Count the lines below that contain the string "segment", matching case exactly. Reply with only the number.

________

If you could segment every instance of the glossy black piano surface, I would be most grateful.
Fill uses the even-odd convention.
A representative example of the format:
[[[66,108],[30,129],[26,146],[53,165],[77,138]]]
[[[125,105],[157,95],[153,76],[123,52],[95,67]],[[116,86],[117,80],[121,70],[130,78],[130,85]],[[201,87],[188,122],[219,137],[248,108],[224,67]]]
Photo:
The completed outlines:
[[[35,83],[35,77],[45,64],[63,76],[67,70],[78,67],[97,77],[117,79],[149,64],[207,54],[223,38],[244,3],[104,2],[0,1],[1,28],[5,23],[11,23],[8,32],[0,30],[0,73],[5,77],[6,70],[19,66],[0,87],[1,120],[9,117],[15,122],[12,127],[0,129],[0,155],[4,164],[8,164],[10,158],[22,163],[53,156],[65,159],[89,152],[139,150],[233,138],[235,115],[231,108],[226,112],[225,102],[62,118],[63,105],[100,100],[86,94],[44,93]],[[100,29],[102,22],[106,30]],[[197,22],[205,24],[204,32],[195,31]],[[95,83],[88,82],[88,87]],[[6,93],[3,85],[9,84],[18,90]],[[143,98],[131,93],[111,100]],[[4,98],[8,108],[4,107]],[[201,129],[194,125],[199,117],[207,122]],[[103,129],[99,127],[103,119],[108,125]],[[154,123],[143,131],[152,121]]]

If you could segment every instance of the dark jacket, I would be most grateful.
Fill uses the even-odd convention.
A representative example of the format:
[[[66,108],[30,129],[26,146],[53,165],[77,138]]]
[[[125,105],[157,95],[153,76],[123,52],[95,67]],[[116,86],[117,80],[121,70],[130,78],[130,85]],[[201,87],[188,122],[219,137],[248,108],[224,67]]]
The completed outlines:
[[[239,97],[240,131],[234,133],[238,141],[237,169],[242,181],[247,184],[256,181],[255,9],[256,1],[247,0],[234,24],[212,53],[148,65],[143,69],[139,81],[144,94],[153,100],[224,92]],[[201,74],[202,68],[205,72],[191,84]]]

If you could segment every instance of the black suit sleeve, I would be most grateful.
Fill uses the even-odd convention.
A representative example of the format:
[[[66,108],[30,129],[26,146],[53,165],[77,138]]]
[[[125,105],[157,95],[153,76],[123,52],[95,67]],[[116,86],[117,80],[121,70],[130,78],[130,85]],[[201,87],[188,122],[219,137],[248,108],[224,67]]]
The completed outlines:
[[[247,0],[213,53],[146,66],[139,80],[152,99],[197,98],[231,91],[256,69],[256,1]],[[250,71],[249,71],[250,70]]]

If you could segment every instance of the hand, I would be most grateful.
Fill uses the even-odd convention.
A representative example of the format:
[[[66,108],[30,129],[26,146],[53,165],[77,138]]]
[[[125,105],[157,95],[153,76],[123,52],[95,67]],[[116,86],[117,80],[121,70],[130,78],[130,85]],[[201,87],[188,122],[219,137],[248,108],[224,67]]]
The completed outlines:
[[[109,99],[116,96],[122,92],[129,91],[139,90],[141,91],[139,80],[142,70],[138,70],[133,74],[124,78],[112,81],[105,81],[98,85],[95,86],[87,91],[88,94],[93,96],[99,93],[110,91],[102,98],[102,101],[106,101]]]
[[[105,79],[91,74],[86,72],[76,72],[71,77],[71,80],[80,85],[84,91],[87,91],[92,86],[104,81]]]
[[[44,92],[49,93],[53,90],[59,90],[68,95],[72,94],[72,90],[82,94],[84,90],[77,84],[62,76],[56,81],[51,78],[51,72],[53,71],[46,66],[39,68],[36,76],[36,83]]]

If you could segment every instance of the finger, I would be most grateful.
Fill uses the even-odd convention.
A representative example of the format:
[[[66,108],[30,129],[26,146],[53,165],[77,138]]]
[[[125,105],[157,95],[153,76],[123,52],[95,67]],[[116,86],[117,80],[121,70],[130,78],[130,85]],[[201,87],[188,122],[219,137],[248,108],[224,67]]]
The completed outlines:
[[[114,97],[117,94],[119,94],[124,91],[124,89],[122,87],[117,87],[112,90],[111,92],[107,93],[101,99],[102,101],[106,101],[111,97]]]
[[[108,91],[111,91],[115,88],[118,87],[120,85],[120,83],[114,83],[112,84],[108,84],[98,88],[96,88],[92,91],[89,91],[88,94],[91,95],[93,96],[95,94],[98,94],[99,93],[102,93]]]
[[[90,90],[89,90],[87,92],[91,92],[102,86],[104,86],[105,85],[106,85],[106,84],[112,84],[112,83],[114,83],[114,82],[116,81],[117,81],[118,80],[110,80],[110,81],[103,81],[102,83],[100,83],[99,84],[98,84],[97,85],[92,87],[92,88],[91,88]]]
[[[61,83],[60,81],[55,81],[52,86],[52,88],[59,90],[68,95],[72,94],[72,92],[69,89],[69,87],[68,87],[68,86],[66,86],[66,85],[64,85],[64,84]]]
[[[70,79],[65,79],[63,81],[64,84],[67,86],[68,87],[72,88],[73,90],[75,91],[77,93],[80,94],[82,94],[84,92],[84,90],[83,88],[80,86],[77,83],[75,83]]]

________

**EXERCISE ANSWER:** 5